--- EXCERPT ---

The IOC subsequently announced on March 30 that the Summer Games are now scheduled to take place July 23-Aug. 8, 2021. The Paralympics will run from Aug. 28 to Sept. 5, 2021. Despite the postponement, the IOC says the games still will be held in Tokyo and referred to as the “Olympic and Paralympic Games Tokyo 2020.”
American racing cyclist Chloe Dygert Owen, who took silver in team pursuit at the Summer Games in Rio de Janeiro in 2016, likewise is taking advantage of the additional time to rest and train.
Dygert Owen, 23, said the postponement is “disappointing,” but noted the additional time is allowing her to recover from a series of injuries.
Since 2017, I had a hip injury. I was out the whole season. [In] 2018, I had a concussion. I was out [for] the end of the season. And last year, I had a knee surgery in December, and so, I raced the entire season, but I was not fit for where I needed to be until the end of the season, and so, I basically only had two races where I was at the level I needed to be at … .
Having this full year to—knock on wood—hopefully stay healthy and strong is giving me that one more year of strength, and I think that’s going to make a huge difference for me.

--- EXCERPTED RECORDS ---

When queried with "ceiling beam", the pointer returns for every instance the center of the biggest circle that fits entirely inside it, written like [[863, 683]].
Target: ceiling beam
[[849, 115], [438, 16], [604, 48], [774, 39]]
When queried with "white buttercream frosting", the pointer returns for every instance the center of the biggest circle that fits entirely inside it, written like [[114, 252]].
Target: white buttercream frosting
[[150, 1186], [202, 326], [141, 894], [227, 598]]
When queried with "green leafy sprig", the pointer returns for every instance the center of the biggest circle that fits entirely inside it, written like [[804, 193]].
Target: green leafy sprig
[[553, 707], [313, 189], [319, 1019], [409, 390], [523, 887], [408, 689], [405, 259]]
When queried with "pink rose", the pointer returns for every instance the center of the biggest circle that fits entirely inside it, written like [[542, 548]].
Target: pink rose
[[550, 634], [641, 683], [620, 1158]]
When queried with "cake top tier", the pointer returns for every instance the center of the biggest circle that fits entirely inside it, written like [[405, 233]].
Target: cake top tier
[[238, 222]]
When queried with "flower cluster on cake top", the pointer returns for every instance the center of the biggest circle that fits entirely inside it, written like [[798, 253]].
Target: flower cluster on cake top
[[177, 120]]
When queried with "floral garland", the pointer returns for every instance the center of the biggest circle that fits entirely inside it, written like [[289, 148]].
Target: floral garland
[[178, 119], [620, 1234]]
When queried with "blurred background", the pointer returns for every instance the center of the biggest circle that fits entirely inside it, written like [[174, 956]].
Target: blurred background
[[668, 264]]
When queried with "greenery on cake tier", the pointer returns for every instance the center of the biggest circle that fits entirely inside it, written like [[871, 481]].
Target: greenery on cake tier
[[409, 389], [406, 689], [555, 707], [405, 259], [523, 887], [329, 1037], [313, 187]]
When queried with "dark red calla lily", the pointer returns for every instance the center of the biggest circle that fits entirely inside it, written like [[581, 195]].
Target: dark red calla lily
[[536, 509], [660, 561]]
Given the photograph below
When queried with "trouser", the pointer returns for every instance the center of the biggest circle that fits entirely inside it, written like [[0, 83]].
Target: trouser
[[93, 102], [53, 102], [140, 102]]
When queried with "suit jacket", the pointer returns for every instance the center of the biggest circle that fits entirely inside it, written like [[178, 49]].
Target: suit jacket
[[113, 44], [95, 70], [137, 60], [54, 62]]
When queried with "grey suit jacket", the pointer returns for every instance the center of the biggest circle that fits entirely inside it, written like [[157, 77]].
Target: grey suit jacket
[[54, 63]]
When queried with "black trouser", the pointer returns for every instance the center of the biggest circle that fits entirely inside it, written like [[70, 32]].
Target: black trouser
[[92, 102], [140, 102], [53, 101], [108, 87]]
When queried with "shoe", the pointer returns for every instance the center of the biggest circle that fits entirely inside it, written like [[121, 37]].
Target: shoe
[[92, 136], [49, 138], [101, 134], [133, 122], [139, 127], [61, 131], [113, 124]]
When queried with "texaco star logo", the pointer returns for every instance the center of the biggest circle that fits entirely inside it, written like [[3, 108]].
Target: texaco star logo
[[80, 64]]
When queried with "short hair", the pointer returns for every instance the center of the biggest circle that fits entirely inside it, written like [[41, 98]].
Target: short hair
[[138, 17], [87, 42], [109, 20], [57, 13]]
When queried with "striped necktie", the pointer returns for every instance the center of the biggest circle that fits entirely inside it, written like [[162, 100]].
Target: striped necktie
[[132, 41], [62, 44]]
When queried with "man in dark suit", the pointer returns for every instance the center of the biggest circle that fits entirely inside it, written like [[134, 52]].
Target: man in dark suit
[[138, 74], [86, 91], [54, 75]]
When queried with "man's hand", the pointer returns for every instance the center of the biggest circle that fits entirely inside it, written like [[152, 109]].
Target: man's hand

---

- [SET OF TASKS]:
(a) Revise the Tokyo Olympics passage starting at "Dygert Owen, 23, said" and ending at "to be at … .", replacing "hip injury" with "back injury".
(b) Please pick up the Tokyo Olympics passage after its final sentence and continue it.
You won't need the lines for any of this.

- [TASK-BY-TASK RESULTS]:
(a)
Dygert Owen, 23, said the postponement is “disappointing,” but noted the additional time is allowing her to recover from a series of injuries.
Since 2017, I had a back injury. I was out the whole season. [In] 2018, I had a concussion. I was out [for] the end of the season. And last year, I had a knee surgery in December, and so, I raced the entire season, but I was not fit for where I needed to be until the end of the season, and so, I basically only had two races where I was at the level I needed to be at … .

(b)
Lagan, the pistol shooter, said the postponement “was kind of expected.” But she added that unlike her and the other 73 Team USA athletes, such as Dygert Owen, who have already qualified and can now adjust their training schedules accordingly, the postponement of not only the games, but also the qualifying competitions, put many other athletes in a difficult position.
“The Olympic trials are so very different from competing at the Olympics,” Lagan explained. “ … The training is different, the mental prep is different, so now these athletes that were expecting to be on a bit of a downslope right now … they have to maintain at this really high training level.”
But the postponement does take some of the pressure off athletes who were trying to continue their training at gyms and other public facilities amid the coronavirus pandemic.
Olympic-qualifying climber Kyra Condie told The Daily Signal in a phone interview that training became a challenge for many athletes because of COVID-19.
“It’s kind of rough. You know people were trying to train, because the Olympics were in four months … that’s really hard to keep social distance while keeping your training up,” Condie said.
Condie, 23, who began climbing in 2008, said she was relieved that the Summer Games were not canceled altogether.
“I was really worried about it getting canceled, and that would be really devastating, especially for climbing, because it’s the first time it is going to be in [the Olympics],” she said.
Condie, like Lagan and Dygert Owen, hopes to take advantage of the extra time to prepare for the competition.
“I am kind of trying to look at it as just more time to train and be better prepared to represent the U.S. and my sport as best as I can,” Condie said.